* _Short exercise_: Display every line below that contains the string "white". Case counts, so match capitalization exactly.

* _Records_:
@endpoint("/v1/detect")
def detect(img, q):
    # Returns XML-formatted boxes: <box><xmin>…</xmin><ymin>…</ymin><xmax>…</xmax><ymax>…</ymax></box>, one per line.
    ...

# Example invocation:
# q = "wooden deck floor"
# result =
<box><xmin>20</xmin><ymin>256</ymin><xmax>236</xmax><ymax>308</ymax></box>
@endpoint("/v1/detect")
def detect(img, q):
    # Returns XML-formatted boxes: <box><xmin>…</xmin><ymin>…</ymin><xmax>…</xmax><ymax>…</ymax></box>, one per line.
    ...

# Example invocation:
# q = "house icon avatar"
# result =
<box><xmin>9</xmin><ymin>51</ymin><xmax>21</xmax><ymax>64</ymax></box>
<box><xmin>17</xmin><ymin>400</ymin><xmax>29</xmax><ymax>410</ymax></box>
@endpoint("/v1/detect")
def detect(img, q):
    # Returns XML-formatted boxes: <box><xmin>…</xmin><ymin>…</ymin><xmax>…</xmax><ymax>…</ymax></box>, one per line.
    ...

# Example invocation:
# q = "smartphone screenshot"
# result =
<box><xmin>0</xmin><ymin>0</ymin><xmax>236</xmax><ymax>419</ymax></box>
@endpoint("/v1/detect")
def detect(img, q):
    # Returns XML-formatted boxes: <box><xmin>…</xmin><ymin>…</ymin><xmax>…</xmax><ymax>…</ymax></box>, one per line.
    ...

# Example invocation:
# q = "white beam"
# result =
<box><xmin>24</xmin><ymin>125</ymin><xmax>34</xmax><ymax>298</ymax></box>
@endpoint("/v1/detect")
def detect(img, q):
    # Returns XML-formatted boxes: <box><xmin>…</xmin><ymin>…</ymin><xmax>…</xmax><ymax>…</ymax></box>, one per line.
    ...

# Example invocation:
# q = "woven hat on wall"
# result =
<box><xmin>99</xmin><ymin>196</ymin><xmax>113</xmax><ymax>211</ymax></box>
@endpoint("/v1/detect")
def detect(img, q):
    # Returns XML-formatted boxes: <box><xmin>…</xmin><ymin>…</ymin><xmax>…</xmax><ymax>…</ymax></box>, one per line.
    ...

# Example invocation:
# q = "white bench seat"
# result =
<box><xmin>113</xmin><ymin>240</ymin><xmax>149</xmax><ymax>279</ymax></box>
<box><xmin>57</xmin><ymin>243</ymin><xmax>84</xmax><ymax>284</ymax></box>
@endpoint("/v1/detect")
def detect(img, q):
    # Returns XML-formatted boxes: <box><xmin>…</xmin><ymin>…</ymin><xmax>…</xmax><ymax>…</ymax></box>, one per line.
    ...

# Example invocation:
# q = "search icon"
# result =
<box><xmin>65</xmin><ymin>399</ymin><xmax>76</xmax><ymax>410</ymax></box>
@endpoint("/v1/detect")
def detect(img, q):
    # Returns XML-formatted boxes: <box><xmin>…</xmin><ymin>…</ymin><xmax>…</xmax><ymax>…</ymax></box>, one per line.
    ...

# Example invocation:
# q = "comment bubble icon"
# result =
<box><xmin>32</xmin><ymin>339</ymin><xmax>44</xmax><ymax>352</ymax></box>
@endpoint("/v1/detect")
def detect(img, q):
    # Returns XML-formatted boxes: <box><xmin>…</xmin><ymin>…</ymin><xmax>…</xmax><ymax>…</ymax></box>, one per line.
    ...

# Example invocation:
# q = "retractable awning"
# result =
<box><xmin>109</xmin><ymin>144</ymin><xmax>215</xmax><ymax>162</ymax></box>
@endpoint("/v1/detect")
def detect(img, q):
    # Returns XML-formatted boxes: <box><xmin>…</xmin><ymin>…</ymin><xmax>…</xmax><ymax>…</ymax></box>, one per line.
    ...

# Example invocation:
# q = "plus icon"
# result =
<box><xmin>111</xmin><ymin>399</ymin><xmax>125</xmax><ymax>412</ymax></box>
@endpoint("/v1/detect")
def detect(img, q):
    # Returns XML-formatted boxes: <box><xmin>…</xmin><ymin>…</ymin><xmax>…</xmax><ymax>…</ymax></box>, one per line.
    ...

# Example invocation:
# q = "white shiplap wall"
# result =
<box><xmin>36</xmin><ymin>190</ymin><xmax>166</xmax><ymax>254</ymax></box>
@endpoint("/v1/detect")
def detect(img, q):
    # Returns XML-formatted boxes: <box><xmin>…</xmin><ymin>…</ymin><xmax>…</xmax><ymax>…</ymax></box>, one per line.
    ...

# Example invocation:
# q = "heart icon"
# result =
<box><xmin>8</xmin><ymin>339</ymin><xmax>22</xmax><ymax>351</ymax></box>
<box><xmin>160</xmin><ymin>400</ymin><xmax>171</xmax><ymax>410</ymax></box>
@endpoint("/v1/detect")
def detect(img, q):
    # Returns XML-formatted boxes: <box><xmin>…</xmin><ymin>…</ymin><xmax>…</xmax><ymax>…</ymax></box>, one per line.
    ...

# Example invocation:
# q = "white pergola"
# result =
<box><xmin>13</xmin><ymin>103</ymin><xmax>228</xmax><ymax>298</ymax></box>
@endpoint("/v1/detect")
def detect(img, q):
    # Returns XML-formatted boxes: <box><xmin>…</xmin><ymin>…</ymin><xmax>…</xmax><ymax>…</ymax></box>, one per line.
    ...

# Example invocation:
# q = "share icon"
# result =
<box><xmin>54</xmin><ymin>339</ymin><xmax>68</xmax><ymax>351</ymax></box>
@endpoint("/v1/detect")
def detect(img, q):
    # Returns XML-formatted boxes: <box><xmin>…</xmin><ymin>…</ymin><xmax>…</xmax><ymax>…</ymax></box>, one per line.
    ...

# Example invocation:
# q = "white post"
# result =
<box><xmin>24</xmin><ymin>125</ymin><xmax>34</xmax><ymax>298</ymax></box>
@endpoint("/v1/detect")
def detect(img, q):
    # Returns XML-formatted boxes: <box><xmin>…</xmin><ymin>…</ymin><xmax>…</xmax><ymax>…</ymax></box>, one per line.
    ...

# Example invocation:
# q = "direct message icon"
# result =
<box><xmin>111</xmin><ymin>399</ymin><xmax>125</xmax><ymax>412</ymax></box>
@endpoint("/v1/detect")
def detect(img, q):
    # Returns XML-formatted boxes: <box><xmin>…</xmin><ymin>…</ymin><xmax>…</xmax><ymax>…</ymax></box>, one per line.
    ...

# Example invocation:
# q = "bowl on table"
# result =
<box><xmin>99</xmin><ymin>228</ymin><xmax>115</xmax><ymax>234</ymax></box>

* _Result_:
# q = "white beam"
# q = "white bench seat"
# q = "white shiplap wall"
# q = "white pergola"
# q = "white post"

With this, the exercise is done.